### GOAL OF THE EXERCISE
From the listing below, extract every line in which the word "railing" appears.
┌──
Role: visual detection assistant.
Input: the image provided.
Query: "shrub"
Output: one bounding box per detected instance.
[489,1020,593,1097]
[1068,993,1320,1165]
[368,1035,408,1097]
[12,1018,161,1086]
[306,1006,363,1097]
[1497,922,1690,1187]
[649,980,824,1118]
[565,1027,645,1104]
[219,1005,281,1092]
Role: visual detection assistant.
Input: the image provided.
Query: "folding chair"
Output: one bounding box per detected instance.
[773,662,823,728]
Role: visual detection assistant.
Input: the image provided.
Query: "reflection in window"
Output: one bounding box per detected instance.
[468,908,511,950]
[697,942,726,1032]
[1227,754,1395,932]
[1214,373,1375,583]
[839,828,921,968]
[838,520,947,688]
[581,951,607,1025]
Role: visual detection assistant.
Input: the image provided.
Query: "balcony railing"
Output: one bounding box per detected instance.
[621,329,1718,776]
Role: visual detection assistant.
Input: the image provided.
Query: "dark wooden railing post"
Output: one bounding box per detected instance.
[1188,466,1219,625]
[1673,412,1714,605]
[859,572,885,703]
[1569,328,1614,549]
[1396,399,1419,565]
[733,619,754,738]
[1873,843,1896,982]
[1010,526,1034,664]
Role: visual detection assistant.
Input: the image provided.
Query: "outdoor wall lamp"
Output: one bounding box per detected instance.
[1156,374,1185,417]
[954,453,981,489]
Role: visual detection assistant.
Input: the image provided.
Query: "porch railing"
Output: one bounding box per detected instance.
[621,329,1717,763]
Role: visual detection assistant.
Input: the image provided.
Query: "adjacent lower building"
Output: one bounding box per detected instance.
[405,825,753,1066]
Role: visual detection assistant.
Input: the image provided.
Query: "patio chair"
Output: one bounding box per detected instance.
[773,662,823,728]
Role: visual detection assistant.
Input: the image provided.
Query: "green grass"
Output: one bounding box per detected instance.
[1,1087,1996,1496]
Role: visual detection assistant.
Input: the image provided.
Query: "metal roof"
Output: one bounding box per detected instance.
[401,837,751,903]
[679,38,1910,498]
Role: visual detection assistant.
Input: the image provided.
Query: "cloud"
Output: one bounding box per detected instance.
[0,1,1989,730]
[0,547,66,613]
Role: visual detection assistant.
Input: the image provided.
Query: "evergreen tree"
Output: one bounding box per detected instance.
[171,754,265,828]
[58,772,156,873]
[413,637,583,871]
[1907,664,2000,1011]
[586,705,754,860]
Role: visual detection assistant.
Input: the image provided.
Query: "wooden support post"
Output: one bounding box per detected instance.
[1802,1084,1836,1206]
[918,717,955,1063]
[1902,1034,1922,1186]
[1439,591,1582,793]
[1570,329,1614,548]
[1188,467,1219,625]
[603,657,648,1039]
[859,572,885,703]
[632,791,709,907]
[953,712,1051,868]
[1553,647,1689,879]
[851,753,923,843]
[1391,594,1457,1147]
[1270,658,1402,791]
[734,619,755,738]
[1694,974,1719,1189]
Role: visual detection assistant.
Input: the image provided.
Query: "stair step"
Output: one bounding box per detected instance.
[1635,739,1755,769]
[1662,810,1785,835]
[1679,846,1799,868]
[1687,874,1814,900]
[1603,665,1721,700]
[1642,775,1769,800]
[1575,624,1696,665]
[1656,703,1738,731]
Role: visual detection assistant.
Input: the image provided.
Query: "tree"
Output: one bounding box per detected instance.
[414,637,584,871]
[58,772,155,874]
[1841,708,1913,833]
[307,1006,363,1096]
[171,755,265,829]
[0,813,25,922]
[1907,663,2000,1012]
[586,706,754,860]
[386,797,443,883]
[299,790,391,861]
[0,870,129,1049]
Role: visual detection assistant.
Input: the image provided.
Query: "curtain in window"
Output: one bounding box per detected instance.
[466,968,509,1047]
└──
### REPLY
Query: "balcony railing"
Query: "dark wooden railing post"
Query: "porch railing"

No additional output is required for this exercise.